__How to complete this task__
In the Green Sahara article, take the part that opens with the words containing "But that region" and closes with "and herding animals.". Change "livestock" to "cattle" and write that part out again.

__Selected excerpt__
______

Life in the Green Sahara

The Sahara today is known for its endless sand seas of dunes under a scorching hot sun. 

But that region didn’t always look like that. 

Between 5,000 and 14,000 years ago, the Sahara hosted lush vegetation, with rivers and lakes, and was home to a variety of animals, including humans. 

Now, researchers say they may have found details of the lives of those who lived in this landscape after successfully analyzing the DNA of two naturally mummified livestock herders who lived there 7,000 years ago, explained the Smithsonian Magazine. 

In the early 2000s, researchers found the skeletons of 15 ancient humans in what is now southwestern Libya in a rock shelter named Takarkori, along with pottery shards and rock art. They theorized that these people survived by hunting, fishing, and herding animals. 

According to a new study, this population of ancient humans was previously unknown, largely genetically distinct from others, whose remains have been studied, and didn’t show significant genetic influence from sub-Saharan populations to the south nor from Near Eastern and prehistoric European groups to the north, study co-author Johannes Krause told Reuters. 

The two skeletons researchers analyzed were remarkably well-preserved, with skin, ligaments, and soft tissue still intact. Researchers believe they come from two women in their 40s who died around 5,000 BCE, according to CNN. 

Initially, only mitochondrial DNA was recovered, which is passed down from mothers, but full genome sequencing later provided a clearer picture of the mummies’ ancestry: Researchers say it is likely that so-called Green Sahara individuals split from the ancestors of sub-Saharan Africans around 50,000 years ago. 

From there, they somehow managed to remain genetically isolated for tens of thousands of years – a finding that surprised researchers. 

They resemble “living fossils,” Krause told the BBC. “If you’d told me these genomes were 40,000 years old, I would have believed it,” he added. 

More research is needed to have a better representation of those who lived in the Green Sahara at the time, but the study is an important contribution to the understanding of human ancestry.  

“Research is just beginning to reveal Africa’s complex population history, uncovering lineages barely detectable in the genomes of present-day people,” wrote Mary Prendergast, an anthropologist not involved in the study, in Nature.

______

Saved data entries:
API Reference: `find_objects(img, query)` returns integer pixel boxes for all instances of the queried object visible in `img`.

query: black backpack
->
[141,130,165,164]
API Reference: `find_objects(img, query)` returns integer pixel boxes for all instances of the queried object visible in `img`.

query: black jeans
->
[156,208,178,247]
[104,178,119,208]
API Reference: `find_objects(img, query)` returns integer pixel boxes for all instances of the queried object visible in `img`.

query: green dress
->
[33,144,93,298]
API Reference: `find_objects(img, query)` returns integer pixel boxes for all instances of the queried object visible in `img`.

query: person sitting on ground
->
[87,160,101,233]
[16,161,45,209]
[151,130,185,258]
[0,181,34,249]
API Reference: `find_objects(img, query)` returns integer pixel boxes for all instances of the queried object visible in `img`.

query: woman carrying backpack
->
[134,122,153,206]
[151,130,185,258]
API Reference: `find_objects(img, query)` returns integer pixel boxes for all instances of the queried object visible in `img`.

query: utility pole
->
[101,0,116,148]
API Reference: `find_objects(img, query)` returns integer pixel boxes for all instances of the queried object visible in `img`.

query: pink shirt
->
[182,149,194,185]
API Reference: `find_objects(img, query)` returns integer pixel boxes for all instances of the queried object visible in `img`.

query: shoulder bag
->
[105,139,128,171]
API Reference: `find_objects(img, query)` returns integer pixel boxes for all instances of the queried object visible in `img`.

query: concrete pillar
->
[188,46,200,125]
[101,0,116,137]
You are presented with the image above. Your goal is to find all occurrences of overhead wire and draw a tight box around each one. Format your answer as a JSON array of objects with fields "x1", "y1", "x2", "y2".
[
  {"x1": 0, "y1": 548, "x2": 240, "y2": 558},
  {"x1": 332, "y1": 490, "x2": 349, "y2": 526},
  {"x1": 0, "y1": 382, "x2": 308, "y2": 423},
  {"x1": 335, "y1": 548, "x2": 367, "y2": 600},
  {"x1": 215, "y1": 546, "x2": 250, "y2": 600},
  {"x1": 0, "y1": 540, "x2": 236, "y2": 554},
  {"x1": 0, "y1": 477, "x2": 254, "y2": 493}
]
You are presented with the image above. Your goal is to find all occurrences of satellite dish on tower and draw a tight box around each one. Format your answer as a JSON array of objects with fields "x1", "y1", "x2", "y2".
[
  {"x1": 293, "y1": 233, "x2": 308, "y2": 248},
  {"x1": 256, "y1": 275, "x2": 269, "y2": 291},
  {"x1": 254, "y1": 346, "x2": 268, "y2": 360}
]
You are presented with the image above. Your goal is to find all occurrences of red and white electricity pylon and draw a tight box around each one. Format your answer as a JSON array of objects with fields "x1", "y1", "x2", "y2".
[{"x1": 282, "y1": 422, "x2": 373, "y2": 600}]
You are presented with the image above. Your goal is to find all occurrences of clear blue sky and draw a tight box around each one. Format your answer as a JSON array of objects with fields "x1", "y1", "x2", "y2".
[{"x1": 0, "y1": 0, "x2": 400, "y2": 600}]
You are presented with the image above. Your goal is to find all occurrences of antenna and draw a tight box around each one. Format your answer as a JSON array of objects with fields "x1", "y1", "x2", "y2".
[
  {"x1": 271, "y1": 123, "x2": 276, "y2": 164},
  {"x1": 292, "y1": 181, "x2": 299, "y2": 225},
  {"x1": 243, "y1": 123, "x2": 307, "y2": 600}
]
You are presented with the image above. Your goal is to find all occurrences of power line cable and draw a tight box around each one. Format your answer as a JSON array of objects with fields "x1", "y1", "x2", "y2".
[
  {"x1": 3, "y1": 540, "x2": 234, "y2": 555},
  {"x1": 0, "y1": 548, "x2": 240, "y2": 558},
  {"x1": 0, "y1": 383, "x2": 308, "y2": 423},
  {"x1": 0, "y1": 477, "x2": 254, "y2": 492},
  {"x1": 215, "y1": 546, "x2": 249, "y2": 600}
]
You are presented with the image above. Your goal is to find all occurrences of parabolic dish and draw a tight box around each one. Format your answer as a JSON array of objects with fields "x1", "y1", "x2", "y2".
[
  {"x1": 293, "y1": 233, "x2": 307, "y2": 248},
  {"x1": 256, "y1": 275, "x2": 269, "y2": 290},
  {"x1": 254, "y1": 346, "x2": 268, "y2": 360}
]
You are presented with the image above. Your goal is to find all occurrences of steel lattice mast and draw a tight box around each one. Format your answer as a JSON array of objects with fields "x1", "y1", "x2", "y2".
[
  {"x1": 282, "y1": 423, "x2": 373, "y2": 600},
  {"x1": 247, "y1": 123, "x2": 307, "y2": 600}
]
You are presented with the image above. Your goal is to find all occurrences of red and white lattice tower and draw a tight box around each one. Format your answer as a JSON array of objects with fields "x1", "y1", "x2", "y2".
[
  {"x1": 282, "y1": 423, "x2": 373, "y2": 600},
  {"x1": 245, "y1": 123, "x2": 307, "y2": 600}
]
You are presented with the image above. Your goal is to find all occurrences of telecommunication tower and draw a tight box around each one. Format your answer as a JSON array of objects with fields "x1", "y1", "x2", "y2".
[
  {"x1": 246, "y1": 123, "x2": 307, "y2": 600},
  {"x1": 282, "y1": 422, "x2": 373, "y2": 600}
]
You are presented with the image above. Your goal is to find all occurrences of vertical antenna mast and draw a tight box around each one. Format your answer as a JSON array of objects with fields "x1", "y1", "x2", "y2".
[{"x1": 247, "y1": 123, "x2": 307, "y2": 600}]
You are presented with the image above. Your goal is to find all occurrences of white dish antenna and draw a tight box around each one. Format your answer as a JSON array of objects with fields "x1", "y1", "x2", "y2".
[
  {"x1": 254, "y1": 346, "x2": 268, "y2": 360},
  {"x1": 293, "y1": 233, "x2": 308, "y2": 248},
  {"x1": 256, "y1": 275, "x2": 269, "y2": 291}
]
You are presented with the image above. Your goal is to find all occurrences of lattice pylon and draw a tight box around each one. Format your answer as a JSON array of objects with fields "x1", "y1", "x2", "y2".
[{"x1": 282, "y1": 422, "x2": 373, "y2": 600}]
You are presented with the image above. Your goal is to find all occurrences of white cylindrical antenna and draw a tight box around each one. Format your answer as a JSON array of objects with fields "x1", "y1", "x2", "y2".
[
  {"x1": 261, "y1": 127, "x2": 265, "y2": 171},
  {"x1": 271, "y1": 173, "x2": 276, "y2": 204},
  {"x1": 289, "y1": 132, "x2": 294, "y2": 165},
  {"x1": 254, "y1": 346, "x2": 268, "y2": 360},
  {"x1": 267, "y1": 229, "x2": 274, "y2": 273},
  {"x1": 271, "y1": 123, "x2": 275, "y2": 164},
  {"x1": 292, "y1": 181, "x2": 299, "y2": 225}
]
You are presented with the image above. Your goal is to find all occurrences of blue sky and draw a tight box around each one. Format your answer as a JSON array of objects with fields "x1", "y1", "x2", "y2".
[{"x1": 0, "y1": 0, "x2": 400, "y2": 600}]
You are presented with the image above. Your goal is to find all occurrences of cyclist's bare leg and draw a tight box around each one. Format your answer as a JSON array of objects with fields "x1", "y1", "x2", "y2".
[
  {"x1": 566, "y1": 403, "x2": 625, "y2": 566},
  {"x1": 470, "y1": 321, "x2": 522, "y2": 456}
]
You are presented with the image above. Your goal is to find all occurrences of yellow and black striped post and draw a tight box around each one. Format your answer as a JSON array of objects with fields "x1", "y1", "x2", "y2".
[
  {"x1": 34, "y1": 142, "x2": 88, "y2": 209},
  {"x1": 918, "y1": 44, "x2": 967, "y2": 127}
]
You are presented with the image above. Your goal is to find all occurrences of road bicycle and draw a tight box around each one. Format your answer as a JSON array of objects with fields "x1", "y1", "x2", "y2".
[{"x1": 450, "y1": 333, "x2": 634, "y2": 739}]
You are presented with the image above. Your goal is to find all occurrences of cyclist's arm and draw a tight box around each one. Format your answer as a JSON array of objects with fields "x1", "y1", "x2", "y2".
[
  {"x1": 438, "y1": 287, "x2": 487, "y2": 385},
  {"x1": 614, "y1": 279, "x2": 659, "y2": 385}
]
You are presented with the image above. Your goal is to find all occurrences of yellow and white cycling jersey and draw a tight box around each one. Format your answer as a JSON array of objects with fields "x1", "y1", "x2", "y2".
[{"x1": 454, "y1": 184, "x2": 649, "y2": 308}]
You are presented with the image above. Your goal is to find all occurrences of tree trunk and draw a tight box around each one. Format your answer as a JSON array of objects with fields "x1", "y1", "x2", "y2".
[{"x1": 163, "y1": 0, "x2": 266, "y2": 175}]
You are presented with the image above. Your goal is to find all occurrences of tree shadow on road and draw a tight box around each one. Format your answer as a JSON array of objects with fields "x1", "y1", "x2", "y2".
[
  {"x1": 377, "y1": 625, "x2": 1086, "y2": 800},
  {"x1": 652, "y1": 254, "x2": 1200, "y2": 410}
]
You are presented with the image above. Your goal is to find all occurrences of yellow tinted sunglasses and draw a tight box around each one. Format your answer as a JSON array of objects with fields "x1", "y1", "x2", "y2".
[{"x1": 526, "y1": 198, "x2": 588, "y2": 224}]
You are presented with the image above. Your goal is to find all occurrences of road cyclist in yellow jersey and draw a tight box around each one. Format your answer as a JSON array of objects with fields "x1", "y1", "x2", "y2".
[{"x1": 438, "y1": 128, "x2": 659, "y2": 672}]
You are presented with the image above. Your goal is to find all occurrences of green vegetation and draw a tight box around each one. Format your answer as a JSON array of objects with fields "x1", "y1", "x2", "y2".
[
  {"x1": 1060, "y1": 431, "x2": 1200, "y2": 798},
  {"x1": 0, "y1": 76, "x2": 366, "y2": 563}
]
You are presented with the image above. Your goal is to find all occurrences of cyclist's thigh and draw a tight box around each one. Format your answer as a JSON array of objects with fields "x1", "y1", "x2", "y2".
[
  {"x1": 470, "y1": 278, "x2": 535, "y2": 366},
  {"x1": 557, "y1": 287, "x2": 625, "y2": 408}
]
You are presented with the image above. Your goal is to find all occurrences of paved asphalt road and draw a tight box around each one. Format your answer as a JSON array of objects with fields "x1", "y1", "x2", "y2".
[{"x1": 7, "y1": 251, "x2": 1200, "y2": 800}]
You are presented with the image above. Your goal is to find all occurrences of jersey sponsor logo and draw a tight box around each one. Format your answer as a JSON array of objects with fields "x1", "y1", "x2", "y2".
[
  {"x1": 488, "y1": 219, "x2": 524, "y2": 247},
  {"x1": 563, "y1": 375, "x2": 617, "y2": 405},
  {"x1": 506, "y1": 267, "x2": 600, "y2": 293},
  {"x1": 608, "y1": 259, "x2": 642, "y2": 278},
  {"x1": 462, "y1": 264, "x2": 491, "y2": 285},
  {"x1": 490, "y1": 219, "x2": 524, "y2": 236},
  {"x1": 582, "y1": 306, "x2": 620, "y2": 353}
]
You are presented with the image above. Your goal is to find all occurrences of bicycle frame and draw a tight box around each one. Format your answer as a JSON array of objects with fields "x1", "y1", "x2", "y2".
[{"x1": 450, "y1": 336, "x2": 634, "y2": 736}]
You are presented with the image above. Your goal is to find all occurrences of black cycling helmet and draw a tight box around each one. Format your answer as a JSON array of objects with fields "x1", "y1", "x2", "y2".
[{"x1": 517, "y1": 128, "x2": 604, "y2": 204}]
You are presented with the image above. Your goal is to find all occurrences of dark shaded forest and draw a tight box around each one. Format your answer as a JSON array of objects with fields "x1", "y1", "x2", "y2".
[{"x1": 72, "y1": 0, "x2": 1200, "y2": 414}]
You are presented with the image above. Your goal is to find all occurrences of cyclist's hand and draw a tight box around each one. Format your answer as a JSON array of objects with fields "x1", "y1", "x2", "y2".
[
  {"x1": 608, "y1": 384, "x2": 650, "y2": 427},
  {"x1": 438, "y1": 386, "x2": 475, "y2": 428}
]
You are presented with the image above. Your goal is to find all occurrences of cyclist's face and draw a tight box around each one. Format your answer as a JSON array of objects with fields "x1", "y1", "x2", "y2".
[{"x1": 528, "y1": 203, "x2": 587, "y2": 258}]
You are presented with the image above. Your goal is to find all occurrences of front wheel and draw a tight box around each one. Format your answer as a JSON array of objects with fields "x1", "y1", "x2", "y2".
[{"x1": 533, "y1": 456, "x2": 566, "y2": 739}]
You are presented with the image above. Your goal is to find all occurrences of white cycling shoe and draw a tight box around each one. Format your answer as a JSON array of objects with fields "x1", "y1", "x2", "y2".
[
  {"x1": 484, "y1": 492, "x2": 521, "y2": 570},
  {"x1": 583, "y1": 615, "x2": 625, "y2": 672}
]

______

__Problem solution__
But that region didn’t always look like that. 

Between 5,000 and 14,000 years ago, the Sahara hosted lush vegetation, with rivers and lakes, and was home to a variety of animals, including humans. 

Now, researchers say they may have found details of the lives of those who lived in this landscape after successfully analyzing the DNA of two naturally mummified cattle herders who lived there 7,000 years ago, explained the Smithsonian Magazine. 

In the early 2000s, researchers found the skeletons of 15 ancient humans in what is now southwestern Libya in a rock shelter named Takarkori, along with pottery shards and rock art. They theorized that these people survived by hunting, fishing, and herding animals.